**Data items**
================================
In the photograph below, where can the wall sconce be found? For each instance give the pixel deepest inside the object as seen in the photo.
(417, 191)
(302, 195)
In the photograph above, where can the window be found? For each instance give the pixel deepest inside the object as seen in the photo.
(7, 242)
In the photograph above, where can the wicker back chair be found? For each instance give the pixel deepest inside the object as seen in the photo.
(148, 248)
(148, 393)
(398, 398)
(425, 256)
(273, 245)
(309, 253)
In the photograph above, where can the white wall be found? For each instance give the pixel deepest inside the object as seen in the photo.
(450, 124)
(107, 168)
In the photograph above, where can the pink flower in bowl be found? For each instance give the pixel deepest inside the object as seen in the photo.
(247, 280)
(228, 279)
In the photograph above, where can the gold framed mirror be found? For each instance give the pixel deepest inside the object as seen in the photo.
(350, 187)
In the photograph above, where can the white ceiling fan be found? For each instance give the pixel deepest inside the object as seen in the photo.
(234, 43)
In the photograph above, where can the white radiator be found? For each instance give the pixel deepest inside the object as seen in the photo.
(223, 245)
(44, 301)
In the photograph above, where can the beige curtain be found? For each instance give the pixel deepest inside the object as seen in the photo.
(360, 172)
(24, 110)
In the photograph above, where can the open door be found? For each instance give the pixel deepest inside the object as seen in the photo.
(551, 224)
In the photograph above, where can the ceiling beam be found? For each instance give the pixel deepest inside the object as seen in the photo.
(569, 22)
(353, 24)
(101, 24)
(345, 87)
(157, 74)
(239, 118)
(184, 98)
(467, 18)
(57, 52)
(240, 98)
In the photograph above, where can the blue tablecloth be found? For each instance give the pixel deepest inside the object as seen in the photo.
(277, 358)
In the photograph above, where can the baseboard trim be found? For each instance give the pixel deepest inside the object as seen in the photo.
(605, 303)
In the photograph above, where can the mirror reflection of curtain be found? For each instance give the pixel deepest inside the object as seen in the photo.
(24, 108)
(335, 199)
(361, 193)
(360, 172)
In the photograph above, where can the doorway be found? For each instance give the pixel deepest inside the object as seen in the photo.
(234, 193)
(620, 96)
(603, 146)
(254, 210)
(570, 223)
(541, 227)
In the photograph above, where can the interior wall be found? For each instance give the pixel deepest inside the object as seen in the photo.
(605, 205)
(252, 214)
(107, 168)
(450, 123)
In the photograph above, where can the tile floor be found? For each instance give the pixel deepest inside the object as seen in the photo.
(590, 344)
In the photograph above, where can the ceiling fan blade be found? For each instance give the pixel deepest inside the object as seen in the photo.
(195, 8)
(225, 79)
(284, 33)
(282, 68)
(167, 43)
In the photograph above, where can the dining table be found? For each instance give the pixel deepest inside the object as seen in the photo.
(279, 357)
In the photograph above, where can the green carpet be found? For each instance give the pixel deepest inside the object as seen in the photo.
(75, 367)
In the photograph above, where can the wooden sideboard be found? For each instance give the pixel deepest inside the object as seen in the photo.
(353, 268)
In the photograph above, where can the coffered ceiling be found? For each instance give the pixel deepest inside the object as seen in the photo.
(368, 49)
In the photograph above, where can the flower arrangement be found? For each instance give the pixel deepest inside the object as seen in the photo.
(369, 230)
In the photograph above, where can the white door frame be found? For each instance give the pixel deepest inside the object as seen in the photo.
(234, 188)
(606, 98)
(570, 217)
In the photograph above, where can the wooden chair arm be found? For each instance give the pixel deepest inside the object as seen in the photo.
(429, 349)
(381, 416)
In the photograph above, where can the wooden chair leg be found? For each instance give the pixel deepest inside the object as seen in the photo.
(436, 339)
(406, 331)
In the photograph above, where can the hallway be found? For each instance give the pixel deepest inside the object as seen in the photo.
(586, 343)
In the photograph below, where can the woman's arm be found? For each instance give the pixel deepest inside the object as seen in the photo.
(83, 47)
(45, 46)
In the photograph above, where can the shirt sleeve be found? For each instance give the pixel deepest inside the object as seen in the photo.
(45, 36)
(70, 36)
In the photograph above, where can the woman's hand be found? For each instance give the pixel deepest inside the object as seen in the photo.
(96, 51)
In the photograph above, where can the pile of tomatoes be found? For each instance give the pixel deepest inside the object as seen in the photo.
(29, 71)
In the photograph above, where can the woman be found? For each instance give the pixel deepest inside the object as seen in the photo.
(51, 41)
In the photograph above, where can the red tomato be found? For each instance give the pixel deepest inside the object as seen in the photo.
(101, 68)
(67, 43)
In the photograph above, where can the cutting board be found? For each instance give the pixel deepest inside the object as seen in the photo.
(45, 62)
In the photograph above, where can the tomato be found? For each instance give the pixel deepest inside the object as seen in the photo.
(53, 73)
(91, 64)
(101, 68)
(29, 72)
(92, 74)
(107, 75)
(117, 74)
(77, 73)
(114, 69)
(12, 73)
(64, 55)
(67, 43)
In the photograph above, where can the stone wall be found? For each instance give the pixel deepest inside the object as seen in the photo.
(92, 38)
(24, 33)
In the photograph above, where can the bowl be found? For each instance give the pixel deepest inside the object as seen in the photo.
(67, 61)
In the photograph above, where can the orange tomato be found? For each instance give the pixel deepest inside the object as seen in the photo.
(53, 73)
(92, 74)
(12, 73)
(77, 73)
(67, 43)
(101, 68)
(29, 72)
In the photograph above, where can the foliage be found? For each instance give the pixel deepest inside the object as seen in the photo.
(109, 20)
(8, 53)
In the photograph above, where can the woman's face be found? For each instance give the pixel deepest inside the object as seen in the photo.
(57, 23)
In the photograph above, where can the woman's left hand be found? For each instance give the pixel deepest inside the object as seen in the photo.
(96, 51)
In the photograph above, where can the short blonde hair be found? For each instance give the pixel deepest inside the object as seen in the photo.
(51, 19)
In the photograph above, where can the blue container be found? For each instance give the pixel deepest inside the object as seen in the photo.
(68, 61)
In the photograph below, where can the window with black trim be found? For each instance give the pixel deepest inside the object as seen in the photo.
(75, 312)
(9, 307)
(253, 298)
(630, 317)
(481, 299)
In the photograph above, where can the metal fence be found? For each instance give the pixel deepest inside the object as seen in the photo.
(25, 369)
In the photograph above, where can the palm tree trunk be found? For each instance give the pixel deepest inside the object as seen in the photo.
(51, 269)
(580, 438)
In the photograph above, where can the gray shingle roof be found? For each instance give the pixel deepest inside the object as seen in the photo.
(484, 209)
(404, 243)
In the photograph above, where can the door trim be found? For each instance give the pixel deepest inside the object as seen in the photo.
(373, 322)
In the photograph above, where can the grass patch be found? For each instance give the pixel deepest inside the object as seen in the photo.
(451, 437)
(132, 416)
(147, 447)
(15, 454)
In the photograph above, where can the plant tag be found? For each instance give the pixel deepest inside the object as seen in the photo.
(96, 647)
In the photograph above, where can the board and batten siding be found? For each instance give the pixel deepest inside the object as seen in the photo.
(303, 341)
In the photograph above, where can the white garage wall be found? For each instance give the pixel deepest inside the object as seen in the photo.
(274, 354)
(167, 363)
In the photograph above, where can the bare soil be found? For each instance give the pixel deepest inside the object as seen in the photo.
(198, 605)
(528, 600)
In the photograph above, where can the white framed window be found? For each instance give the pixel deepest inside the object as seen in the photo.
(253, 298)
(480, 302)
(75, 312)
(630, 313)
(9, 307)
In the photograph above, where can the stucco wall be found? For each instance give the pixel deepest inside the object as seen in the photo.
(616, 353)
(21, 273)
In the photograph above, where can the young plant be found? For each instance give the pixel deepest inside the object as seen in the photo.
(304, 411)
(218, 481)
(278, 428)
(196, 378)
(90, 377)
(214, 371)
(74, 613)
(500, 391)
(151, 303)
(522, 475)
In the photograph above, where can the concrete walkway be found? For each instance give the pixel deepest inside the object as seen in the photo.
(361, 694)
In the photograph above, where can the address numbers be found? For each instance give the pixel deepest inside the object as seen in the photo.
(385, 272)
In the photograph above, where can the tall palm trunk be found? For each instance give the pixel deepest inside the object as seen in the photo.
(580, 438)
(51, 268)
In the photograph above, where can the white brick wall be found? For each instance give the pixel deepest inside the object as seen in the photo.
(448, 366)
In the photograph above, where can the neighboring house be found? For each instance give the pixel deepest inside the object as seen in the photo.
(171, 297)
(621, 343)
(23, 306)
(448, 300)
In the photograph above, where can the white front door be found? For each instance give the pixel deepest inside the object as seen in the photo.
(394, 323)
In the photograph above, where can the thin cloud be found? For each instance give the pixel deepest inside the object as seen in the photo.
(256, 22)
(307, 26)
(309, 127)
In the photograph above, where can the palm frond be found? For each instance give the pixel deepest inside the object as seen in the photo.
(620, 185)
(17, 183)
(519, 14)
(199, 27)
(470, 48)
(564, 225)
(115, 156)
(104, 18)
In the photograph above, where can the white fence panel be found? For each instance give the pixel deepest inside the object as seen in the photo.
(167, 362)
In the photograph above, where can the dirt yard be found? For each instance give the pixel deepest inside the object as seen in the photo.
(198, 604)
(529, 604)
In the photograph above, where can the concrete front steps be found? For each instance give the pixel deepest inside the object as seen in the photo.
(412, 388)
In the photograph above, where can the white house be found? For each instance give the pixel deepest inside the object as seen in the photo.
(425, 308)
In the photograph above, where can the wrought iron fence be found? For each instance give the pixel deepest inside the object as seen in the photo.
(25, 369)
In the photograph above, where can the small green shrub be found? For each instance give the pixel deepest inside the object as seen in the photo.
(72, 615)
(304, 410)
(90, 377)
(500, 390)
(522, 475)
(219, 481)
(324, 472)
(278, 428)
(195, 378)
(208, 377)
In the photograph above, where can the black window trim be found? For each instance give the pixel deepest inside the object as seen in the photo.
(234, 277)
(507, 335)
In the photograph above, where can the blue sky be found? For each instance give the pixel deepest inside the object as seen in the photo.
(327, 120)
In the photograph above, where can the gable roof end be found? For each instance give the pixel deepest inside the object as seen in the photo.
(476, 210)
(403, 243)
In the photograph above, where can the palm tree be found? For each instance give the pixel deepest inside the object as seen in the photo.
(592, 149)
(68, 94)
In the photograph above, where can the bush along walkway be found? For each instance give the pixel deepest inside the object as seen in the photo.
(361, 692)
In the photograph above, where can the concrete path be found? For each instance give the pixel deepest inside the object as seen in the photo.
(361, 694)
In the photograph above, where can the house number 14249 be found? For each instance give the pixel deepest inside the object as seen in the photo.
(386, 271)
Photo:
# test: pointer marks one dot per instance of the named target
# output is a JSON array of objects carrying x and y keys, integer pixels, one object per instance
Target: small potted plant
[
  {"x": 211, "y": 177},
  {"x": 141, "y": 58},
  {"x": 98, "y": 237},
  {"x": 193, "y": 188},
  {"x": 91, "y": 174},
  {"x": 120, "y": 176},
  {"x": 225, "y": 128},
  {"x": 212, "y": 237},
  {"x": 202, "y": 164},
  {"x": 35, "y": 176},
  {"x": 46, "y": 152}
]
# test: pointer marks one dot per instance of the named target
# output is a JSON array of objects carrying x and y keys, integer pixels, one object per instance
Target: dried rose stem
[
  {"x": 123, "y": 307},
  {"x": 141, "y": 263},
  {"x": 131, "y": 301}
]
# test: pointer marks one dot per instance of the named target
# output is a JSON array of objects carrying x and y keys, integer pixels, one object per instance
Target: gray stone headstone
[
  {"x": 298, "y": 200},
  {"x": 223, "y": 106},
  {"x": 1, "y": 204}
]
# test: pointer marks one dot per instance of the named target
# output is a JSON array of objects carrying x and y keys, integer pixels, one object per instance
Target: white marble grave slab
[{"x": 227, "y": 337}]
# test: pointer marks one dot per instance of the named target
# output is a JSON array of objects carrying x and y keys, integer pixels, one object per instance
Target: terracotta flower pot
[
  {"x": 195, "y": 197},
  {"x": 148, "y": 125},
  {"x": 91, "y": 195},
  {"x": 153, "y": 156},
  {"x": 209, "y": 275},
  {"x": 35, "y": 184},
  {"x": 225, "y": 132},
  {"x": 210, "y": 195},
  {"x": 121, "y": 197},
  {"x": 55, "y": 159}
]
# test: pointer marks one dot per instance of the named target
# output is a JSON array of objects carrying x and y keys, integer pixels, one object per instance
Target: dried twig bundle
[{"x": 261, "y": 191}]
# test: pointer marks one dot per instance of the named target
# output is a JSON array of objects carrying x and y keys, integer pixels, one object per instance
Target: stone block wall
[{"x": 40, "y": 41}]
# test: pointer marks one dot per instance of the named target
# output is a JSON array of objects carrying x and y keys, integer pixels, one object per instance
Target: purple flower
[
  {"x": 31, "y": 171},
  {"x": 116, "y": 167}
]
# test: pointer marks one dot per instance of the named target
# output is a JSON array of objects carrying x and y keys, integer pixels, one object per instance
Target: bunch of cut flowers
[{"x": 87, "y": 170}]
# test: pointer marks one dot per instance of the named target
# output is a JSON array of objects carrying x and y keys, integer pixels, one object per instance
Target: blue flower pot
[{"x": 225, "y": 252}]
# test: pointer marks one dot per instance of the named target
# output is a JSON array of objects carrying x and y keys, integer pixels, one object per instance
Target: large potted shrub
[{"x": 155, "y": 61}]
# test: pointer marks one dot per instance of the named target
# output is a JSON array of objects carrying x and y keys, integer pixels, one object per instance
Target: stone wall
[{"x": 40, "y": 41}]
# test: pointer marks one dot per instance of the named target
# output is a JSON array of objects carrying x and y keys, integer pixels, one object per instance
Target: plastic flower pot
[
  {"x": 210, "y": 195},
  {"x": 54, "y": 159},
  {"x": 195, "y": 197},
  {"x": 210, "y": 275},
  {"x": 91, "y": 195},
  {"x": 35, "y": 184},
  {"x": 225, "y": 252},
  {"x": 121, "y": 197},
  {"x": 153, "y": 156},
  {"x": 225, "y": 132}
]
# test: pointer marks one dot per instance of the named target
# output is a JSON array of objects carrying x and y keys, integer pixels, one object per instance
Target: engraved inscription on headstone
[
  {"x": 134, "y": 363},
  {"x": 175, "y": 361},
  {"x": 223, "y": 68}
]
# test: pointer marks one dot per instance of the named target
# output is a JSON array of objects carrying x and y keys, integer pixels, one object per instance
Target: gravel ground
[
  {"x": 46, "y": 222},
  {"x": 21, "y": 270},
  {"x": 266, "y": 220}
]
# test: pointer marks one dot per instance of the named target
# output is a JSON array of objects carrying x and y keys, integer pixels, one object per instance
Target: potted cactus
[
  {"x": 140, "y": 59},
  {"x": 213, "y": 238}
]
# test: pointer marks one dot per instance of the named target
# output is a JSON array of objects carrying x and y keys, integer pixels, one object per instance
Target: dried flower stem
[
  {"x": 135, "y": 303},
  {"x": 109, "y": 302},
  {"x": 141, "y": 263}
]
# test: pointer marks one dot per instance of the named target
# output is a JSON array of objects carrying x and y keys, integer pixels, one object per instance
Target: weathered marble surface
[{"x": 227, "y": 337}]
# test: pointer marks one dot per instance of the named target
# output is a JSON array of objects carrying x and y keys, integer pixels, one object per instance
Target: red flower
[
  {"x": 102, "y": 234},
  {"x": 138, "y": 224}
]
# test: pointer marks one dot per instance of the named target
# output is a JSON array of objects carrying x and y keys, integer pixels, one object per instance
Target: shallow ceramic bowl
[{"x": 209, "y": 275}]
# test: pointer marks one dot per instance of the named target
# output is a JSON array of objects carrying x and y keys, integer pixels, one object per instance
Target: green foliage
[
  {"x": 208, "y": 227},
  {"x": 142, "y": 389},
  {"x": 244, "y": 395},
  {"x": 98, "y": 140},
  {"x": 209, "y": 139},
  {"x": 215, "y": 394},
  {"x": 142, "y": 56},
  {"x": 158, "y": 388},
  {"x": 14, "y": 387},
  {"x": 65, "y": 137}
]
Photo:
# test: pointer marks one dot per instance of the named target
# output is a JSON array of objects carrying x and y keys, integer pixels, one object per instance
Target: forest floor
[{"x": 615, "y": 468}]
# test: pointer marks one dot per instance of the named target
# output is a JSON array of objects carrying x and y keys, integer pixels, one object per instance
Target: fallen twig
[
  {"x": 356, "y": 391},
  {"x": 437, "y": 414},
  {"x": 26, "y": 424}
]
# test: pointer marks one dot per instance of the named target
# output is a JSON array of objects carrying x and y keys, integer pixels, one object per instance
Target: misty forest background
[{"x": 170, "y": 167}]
================================
How many lines of the records above contain the word "green"? Reply with the number alone.

3